-- BEGIN INPUT MATERIAL --

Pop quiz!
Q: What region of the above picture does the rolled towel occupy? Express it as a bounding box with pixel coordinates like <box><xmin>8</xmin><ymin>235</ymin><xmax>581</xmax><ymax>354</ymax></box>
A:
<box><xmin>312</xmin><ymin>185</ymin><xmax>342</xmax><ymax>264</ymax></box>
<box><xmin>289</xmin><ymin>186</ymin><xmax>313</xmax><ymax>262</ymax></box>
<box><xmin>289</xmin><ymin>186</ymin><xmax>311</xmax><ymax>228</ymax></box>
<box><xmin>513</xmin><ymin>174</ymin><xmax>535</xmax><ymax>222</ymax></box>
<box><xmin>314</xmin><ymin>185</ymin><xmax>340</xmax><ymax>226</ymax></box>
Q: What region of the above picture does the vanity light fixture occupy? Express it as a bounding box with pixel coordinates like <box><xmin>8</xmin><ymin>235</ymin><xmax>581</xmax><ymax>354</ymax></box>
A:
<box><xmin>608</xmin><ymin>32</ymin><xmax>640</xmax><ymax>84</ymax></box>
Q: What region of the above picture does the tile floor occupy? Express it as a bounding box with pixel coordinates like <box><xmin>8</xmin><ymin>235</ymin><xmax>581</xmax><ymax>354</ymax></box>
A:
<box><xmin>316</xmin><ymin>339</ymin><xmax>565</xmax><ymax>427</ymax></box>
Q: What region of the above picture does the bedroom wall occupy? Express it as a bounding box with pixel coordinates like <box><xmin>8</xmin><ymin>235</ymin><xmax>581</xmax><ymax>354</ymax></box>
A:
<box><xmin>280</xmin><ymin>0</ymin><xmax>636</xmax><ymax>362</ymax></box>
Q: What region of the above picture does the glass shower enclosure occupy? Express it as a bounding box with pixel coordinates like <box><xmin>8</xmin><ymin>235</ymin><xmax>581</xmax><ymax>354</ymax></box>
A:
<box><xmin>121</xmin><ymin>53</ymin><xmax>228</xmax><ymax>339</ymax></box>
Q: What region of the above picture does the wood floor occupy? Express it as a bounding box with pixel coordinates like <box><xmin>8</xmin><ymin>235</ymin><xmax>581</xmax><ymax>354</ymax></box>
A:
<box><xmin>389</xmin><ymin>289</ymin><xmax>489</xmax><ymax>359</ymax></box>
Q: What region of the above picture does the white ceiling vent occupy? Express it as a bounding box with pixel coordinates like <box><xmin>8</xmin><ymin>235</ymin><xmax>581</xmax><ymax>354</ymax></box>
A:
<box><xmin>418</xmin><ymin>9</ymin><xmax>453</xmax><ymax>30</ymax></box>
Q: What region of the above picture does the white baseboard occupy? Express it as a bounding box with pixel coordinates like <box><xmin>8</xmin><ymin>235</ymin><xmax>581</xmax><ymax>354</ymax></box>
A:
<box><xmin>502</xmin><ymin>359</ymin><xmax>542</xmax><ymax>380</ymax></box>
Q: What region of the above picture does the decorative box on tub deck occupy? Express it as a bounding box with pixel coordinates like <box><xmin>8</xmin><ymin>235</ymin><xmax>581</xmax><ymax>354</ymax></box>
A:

-- END INPUT MATERIAL --

_WHAT TO PRODUCE_
Can you repeat every one of the rows above word for word, without changing any character?

_WRITTEN RESPONSE_
Pop quiz!
Q: What region of the above picture does the rolled towel occupy? Express it as a bounding box with pixel coordinates like <box><xmin>8</xmin><ymin>235</ymin><xmax>581</xmax><ymax>354</ymax></box>
A:
<box><xmin>312</xmin><ymin>185</ymin><xmax>342</xmax><ymax>264</ymax></box>
<box><xmin>289</xmin><ymin>186</ymin><xmax>313</xmax><ymax>262</ymax></box>
<box><xmin>289</xmin><ymin>186</ymin><xmax>311</xmax><ymax>228</ymax></box>
<box><xmin>513</xmin><ymin>174</ymin><xmax>535</xmax><ymax>222</ymax></box>
<box><xmin>314</xmin><ymin>185</ymin><xmax>340</xmax><ymax>226</ymax></box>
Q: What region of the above picture does the vanity light fixture occupy? Express it as a bounding box with pixel coordinates like <box><xmin>8</xmin><ymin>235</ymin><xmax>581</xmax><ymax>354</ymax></box>
A:
<box><xmin>608</xmin><ymin>32</ymin><xmax>640</xmax><ymax>84</ymax></box>
Q: What region of the above picture does the tile floor occupy? Express it as a bounding box with pixel coordinates like <box><xmin>8</xmin><ymin>235</ymin><xmax>581</xmax><ymax>354</ymax></box>
A:
<box><xmin>316</xmin><ymin>339</ymin><xmax>565</xmax><ymax>427</ymax></box>
Q: What region of the above picture does the bedroom wall occupy? Express it as a bounding box with pixel coordinates like <box><xmin>8</xmin><ymin>235</ymin><xmax>581</xmax><ymax>354</ymax></box>
A:
<box><xmin>280</xmin><ymin>0</ymin><xmax>636</xmax><ymax>362</ymax></box>
Q: What region of the above picture does the glass shower enclosure occupy? Express it as a bounding box with pixel coordinates like <box><xmin>8</xmin><ymin>235</ymin><xmax>581</xmax><ymax>354</ymax></box>
A:
<box><xmin>121</xmin><ymin>53</ymin><xmax>228</xmax><ymax>339</ymax></box>
Q: What region of the above picture does the wood floor occupy? Express it as a bounding box with pixel coordinates like <box><xmin>8</xmin><ymin>235</ymin><xmax>581</xmax><ymax>354</ymax></box>
A:
<box><xmin>389</xmin><ymin>289</ymin><xmax>489</xmax><ymax>359</ymax></box>
Q: What region of the above picture does the white ceiling vent occupy? Express it as a bounding box with pixel coordinates like <box><xmin>8</xmin><ymin>235</ymin><xmax>581</xmax><ymax>354</ymax></box>
A:
<box><xmin>418</xmin><ymin>9</ymin><xmax>453</xmax><ymax>30</ymax></box>
Q: What region of the above picture does the white baseboard occupy? Express it as a bounding box with pixel coordinates like <box><xmin>8</xmin><ymin>235</ymin><xmax>581</xmax><ymax>354</ymax></box>
A:
<box><xmin>502</xmin><ymin>359</ymin><xmax>542</xmax><ymax>380</ymax></box>
Q: What region of the above picture does the decorative box on tub deck occupy? Express it as a bounding box with pixel coordinates like <box><xmin>8</xmin><ymin>235</ymin><xmax>581</xmax><ymax>354</ymax></box>
A:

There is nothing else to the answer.